— READING PASSAGE —
In some embodiments, a touch panel display device is provided. The touch panel display device includes a display panel and a touch panel disposed over the display panel. In addition, the touch panel includes a substrate having a viewing area and a peripheral area, and a light shielding layer is disposed over the peripheral area of the substrate. The light shielding layer has a top surface and a first sloped sidewall. The touch panel further includes a sensing electrode layer disposed over the viewing area of the substrate. In addition, the sensing electrode layer comprises an extending electrode extending from the viewing area of the substrate to the light shielding layer, and the extending electrode over the top surface of the light shielding layer has a first thickness, and the extending electrode over the first sloped sidewall has a second thickness being smaller than the first thickness.

A detailed description is given in the following embodiments with reference to the accompanying drawings.

BRIEF DESCRIPTION OF THE DRAWINGS

The present invention can be more fully understood by reading the subsequent detailed description and examples with references made to the accompanying drawings, wherein:

FIG. 1 is a top-view representation of a touch panel in accordance with some embodiments of the disclosure.

FIG. 2 is a top-view representation of a sensing electrode layer in the viewing area of the substrate in accordance with some embodiments.

FIGS. 3A to 3E are cross-sectional representations of various stages of manufacturing a touch panel in accordance with some embodiments.

FIG. 4 is an enlarged representation of the region shown in FIG. 3B.

FIG. 5A is a cross-sectional representation of a touch panel in accordance with some other embodiments.

FIG. 5B is an enlarged representation of the region of the touch panel shown in FIG. 5A.

FIG. 6A is a cross-sectional representation of a touch panel in accordance with some other embodiments.

FIG. 6B is an enlarged representation of the region of the touch panel shown in FIG. 6A.

FIG. 7 is a cross-sectional representation of a touch panel display device 700 in accordance with some embodiments.

DETAILED DESCRIPTION OF THE DISCLOSURE

The following description is of the best-contemplated mode of carrying out the invention. This description is made for the purpose of illustrating the general principles of the invention and should not be taken in a limiting sense. The scope of the invention is best determined by reference to the appended claims.

Moreover, the formation of a first feature over or on a second feature in the description that follows may include embodiments in which the first and second features are formed in direct contact, and may also include embodiments in which additional features may be formed between the first and second features, such that the first and second features may not be in direct contact.

[Excerpts of location labeling data]

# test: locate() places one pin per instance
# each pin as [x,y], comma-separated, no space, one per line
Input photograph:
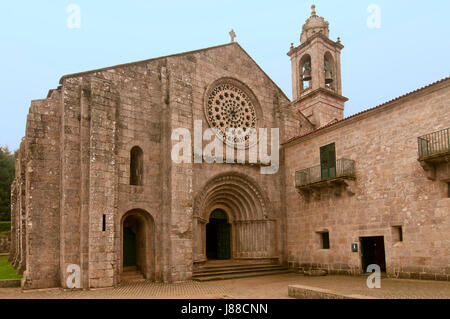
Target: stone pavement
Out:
...
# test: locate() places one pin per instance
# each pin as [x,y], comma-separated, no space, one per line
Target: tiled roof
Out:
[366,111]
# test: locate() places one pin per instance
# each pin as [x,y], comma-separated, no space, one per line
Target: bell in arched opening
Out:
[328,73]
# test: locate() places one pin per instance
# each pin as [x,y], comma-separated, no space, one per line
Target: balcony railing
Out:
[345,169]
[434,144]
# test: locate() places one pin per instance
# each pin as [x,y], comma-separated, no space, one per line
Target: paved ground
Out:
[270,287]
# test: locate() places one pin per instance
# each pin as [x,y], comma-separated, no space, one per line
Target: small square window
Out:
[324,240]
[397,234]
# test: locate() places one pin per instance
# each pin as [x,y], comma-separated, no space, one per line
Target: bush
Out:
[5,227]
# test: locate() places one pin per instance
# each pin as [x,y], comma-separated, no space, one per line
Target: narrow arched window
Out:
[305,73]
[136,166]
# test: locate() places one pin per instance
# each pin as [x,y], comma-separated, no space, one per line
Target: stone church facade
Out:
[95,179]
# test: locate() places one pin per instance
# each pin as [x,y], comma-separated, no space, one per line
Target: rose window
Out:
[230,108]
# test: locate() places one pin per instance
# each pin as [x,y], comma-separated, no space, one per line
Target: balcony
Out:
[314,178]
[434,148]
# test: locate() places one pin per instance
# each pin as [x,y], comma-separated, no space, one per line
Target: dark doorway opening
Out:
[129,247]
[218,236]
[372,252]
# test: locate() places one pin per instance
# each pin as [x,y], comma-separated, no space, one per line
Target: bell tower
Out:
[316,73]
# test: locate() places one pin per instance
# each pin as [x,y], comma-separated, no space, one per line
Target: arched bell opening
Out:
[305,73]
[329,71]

— EXERCISES TO COMPLETE —
A – Please reproduce the touch panel passage from "FIG. 2 is a" down to "panel in accordance with some embodiments.", swapping "sensing electrode layer" for "touch electrode layer".
B – In the touch panel passage, which figure is a cross-sectional representation of touch panel display device 700?
C – Extend the touch panel passage by writing what comes next after its final sentence.

— WRITTEN RESPONSES —
A –
FIG. 2 is a top-view representation of a touch electrode layer in the viewing area of the substrate in accordance with some embodiments.

FIGS. 3A to 3E are cross-sectional representations of various stages of manufacturing a touch panel in accordance with some embodiments.

B – FIG. 7

C –
FIG. 1 is a top-view representation of a touch panel 100 in accordance with some embodiments of the disclosure. The touch panel 100 includes a substrate 110, and the substrate 110 has a viewing area V and a peripheral area M. The peripheral area M surrounds the viewing area V. FIG. 2 is a top-view representation of a sensing electrode layer 130 in the viewing area V of the substrate 110 in accordance with some embodiments. The sensing electrode layer 130 may include an electrode portion 131, and the electrode portion 131 includes a plurality of first electrodes 131X aligned in row, a plurality of second electrodes 131Y aligned in column, and a plurality of connection portions 131Z connecting the first electrodes 131X adjacent to each other in the same row. The sensing electrode layer 130 may further include a plurality of cross-linking portions 133 and a plurality of insulating portions 132. The cross-linking portions 133 are configured to connect the second electrodes 131Y adjacent to each other in the same column. The insulating portions 132 are disposed between the connection portions 131Z and the cross-linking portions 133 to electrically insulate the connection portions 131Z and the cross-linking portions 133.

It should be noted that the sensing electrode layer 130 shown in FIG. 2 is merely used as an example for better understanding the disclosure. The number and type of the elements, such as first electrodes 131X and the second electrodes 131Y, are not intended to be limiting. In addition, the shapes of the first electrodes 131X and the second electrodes 131Y are not limited to the quadrangle or triangle shown in FIG. 2. That is, elements in the sensing electrode layer in other embodiments may have other shapes and/or in other pattern, and the scope of the disclosure is not intended to be limiting.

FIGS. 3A to 3E are cross-sectional representations of various stages of manufacturing a touch panel 100a (e.g. alone line A-A′ shown in FIG. 2) in accordance with some embodiments. As shown in FIG. 3A, the substrate 110 is provided. The substrate 110 has the viewing area V and peripheral area M positioned beside the viewing area V. The substrate 110 may be made of transparent insulating materials, such as glass, poly(ethylene terephthalate) (PET), polyethersulfone (PES), polyarylate (PAR), polyethylene naphthalate (PEN), polyphenylene sulfide (PPS), polyallylate, polycarbonates (PC), or the like. The substrate 110 may be a rigid substrate or a flexible substrate. The substrate 110 may have a flat, curved, or irregular shape.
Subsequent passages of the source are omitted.